Challenge: optimizing isqrt

Steven D'Aprano steve+comp.lang.python at pearwood.info
Sat Nov 1 02:29:40 CET 2014


There is an algorithm for calculating the integer square root of any
positive integer using only integer operations:

def isqrt(n):
    if n < 0: raise ValueError
    if n == 0:
        return 0
    bits = n.bit_length()
    a, b = divmod(bits, 2)
    x = 2**(a+b)
    while True:
        y = (x + n//x)//2
        if y >= x:
            return x
        x = y

This returns the integer part of the square root of n, that is, the greatest
whole number less than or equal to the square root of n:

py> isqrt(35)
5
py> isqrt(36)
6


That makes it equivalent to int(math.sqrt(n)), which also happens to be
much, much faster, at least for small values of n. However, for large
values of n, using floating point intermediate calculations fail:

py> import math
py> int(math.sqrt(2**3000))

::::::::

• [Task list]
1 > Reproduce the portion of the integer square root post from "a, b = divmod(bits, 2)" to "py> isqrt(36)".
2 > In the integer square root post, which built-in expression is the isqrt function said to be equivalent to?
3 > Extend the integer square root post, picking up right after its final line.

• [Data shown]
::::::::

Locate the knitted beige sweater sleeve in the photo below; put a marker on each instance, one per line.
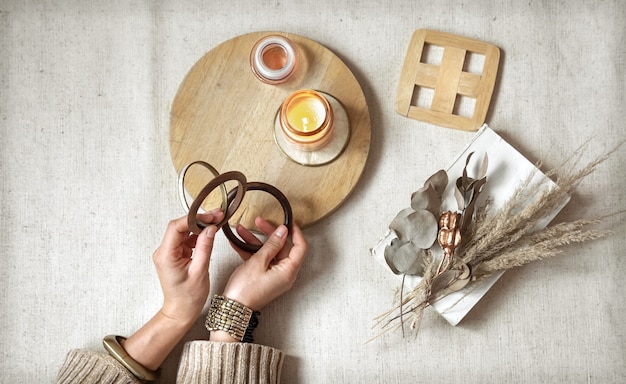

::::::::

• [In response]
1 >
a, b = divmod(bits, 2)
    x = 2**(a+b)
    while True:
        y = (x + n//x)//2
        if y >= x:
            return x
        x = y

This returns the integer part of the square root of n, that is, the greatest
whole number less than or equal to the square root of n:

py> isqrt(35)
5
py> isqrt(36)

2 > int(math.sqrt(n))

3 >
Traceback (most recent call last):
  File "<stdin>", line 1, in <module>
OverflowError: long int too large to convert to float

Another problem is that, above a certain size, the resolution of floats is
larger than 1, so you can't convert every int into a float without loss:

py> float(2**90-1) == 2**90-1
False

which means that using math.sqrt is not correct:

py> isqrt(2**90-1)
35184372088831
py> int(math.sqrt(2**90-1))  # Off by one.
35184372088832


So, the challenge is to identify when it is safe to optimise isqrt(n) as
int(math.sqrt(n)):

Q1: What is the largest value of M, such that 

all(isqrt(i) == int(math.sqrt(n)) for n in range(M))

returns True?

I have done a brute force test, and in nine hours confirmed that M is at
least 7627926244. That took nine hours, and I expect that a brute force
test of every int representable as a float would take *months* of
processing time.

Q2: For values above M, is there a way of identifying which values of n are
okay to use the optimized version?

Q3: What is the largest value of n beyond which you can never use the float
optimization?


You can assume that Python floats are IEEE-754 C doubles, and that
math.sqrt() is correctly rounded.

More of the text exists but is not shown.